======== Quoted passage

# Mini lop needs a new home



## lunar (May 4, 2009)

Unfortunatly, I need to find a new home for Lupin, my chocolate otter mini lop buck. I am not interested in any payment for him, but he MUST go to a five star home with either access to a large run or an enclosed garden and preferably to live with another rabbit. He is unneutered so will need to be neutered and paired with a neutered male or an entire female (or neutered female). He is a year and a half old.

The reason I am looking for a new home for him is because I have not got the time to provide for him whilst i am away at university, and although he is looked after while I am away, it isnt fair for him to be cooped up in a hutch on his own. As such, he is a little bit skittish in the hutch but once he is out he will sit quite happily for a cuddle. He may be better in a home as a pet for adults, rather than children. He should also make an excellent house rabbit, and should be easy to litter-train as he is neat and tidy in the hutch and always uses the same corner as a toilet. He is slightly on the large size for a mini lop so should be happy to be paired with small to medium sized rabbits quite happily.

I am situated just outside of Manchester. If you can provide him with a permanent loving home please contact me. Also I will be asking some questions to interested parties so please do not be offended, I just want the best home for him.

I have attached a recent pic of him lounging in the back garden (if it works!).


----------



## emzybabe (Jun 30, 2009)

Hi and welcome to the forum 

He is a lovely looking bunny and would be perfect for my bunny but I am looking for a neutered male. 

I hope you find an excellent home for him. As you are offering him for free I would make sure you ask lots and lots of questions to potential owners. If you find this too stressful then a rescue centre would find him a good home so dont be worried to take him there. 

Good luck finding him a new home, hes beautiful!


----------



## srhdufe (Feb 11, 2009)

Oh he's gorgeous...
I'm sure he would make a lovely boyfriend for my Lily..
Lily is a neutered mini lop doe.
When are you needing him to go to his new home??
I would love to have him, so any questions, feel free to ask.. PM me if you like 

Oh and welcome to pet forums btw


----------



## lunar (May 4, 2009)

Thankyou for the welcome!

Dont worry, I fully intend on vetting homes properly before he goes anywhere. I am in no rush to rehome him and would rather do it privately than through a rescue so I can keep in touch with his new owners and keep track of how he is doing. 

Sarah I will PM you now.


----------



## lunar (May 4, 2009)

Also I am away without internet access for a week or so, so if anybody is interested please PM me and i will get back to you as soon as i can. thanks


----------



## lunar (May 4, 2009)

He is still looking for a new home!!


----------

================
======== Listed entries

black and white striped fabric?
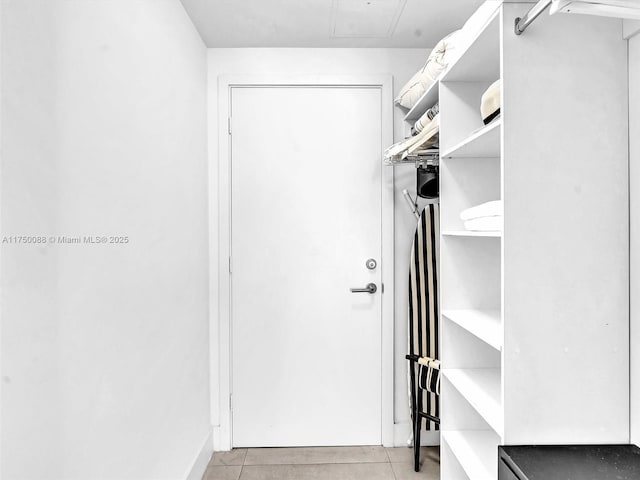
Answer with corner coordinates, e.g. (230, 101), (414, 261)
(418, 358), (440, 395)
(409, 204), (440, 430)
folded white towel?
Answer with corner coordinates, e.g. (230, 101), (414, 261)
(464, 215), (504, 232)
(460, 200), (504, 220)
(384, 115), (440, 160)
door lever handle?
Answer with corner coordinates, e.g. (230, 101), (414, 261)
(351, 283), (378, 293)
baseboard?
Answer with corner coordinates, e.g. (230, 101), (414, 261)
(185, 430), (213, 480)
(393, 422), (440, 447)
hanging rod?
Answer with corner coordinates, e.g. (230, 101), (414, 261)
(384, 153), (440, 167)
(515, 0), (551, 35)
(402, 188), (420, 220)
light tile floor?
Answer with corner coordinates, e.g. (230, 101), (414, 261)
(203, 447), (440, 480)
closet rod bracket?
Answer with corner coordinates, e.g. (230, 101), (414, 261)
(514, 0), (551, 35)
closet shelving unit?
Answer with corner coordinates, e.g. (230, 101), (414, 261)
(405, 0), (629, 480)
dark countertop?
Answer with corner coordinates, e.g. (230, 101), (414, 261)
(500, 445), (640, 480)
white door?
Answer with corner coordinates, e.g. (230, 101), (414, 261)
(231, 86), (382, 447)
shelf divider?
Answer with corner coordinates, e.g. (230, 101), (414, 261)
(441, 118), (502, 158)
(442, 368), (503, 436)
(442, 430), (498, 480)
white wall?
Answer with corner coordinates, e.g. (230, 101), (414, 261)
(209, 48), (437, 444)
(1, 0), (210, 480)
(629, 29), (640, 445)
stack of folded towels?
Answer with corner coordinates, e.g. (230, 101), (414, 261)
(460, 200), (504, 232)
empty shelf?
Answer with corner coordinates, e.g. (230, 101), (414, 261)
(442, 118), (502, 158)
(442, 368), (503, 436)
(442, 430), (499, 480)
(442, 230), (502, 238)
(442, 310), (502, 350)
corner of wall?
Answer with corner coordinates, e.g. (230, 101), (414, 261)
(184, 430), (213, 480)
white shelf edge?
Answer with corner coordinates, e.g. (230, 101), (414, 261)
(442, 368), (503, 437)
(404, 77), (440, 123)
(442, 309), (502, 351)
(441, 118), (502, 158)
(442, 430), (498, 480)
(442, 230), (502, 238)
(439, 5), (500, 82)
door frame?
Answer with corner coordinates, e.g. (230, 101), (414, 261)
(209, 75), (395, 450)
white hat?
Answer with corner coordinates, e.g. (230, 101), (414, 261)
(480, 80), (502, 125)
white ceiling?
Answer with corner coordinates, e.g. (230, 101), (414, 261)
(181, 0), (483, 47)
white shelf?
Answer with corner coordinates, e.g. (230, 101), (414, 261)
(404, 80), (440, 124)
(442, 430), (498, 480)
(440, 9), (500, 82)
(442, 118), (502, 158)
(442, 368), (503, 436)
(442, 230), (502, 238)
(442, 310), (502, 350)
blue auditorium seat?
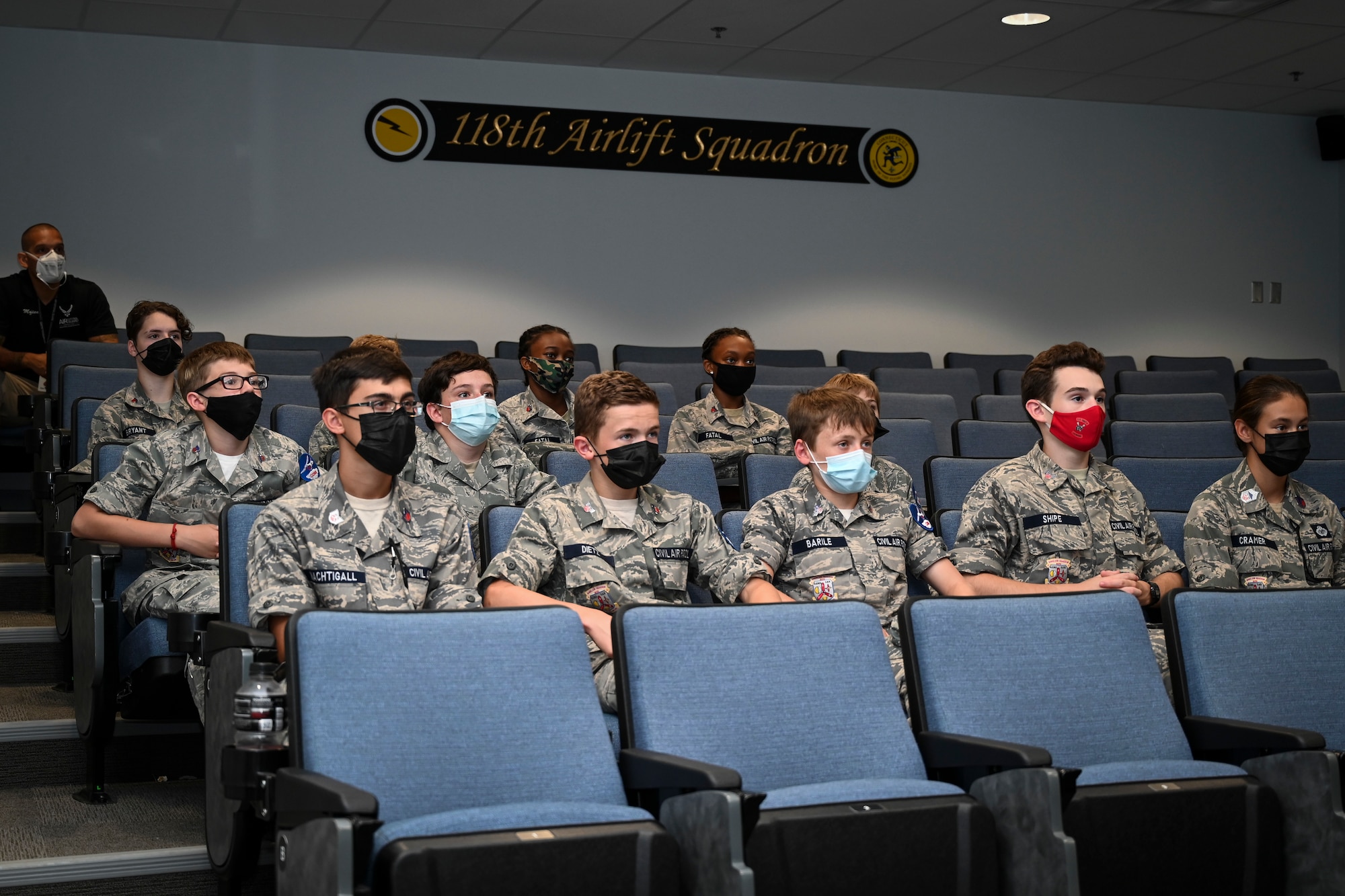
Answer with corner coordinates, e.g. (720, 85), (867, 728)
(1111, 419), (1241, 458)
(270, 405), (323, 451)
(900, 592), (1282, 893)
(274, 607), (679, 896)
(1237, 370), (1341, 393)
(873, 367), (994, 425)
(1111, 391), (1228, 422)
(837, 348), (933, 375)
(243, 332), (351, 360)
(612, 602), (997, 893)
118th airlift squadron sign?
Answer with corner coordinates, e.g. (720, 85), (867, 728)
(364, 99), (919, 187)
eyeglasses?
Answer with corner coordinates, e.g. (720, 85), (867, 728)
(192, 374), (270, 391)
(336, 398), (425, 417)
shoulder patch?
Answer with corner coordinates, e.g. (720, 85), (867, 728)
(299, 451), (323, 482)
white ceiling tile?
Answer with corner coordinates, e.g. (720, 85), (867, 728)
(378, 0), (533, 28)
(1256, 0), (1345, 28)
(83, 0), (229, 40)
(95, 0), (234, 9)
(837, 59), (981, 90)
(1116, 19), (1341, 81)
(607, 40), (752, 73)
(238, 0), (383, 19)
(355, 22), (499, 56)
(888, 0), (1112, 65)
(223, 9), (366, 47)
(1007, 9), (1229, 71)
(482, 31), (625, 66)
(1221, 38), (1345, 90)
(947, 66), (1088, 97)
(1050, 75), (1196, 102)
(0, 0), (83, 28)
(1154, 81), (1301, 109)
(514, 0), (683, 38)
(642, 0), (835, 47)
(771, 0), (985, 56)
(724, 50), (865, 81)
(1255, 90), (1345, 116)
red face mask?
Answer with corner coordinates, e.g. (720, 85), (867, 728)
(1041, 402), (1107, 451)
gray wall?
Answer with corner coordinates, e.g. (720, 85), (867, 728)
(0, 28), (1345, 363)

================

◆ **What to work on**:
A) Summarize the rabbit rehoming thread in two sentences.
B) From the rabbit rehoming thread, return everything from "When are you" down to "for the welcome!", copied word for word.

◆ **Worked solutions**:
A) A poster is offering Lupin, an unneutered year-and-a-half-old chocolate otter mini lop buck, free to a five-star home with a large run or enclosed garden and preferably another rabbit, because there is no time to care for him while the poster is away at university. One member advises asking potential owners plenty of questions, and another offers him a home as a companion for a neutered mini lop doe; the poster promises to vet homes properly, arranges to message that member, and later reports that he is still looking for a new home.

B)
When are you needing him to go to his new home??
I would love to have him, so any questions, feel free to ask.. PM me if you like 

Oh and welcome to pet forums btw


----------



## lunar (May 4, 2009)

Thankyou for the welcome!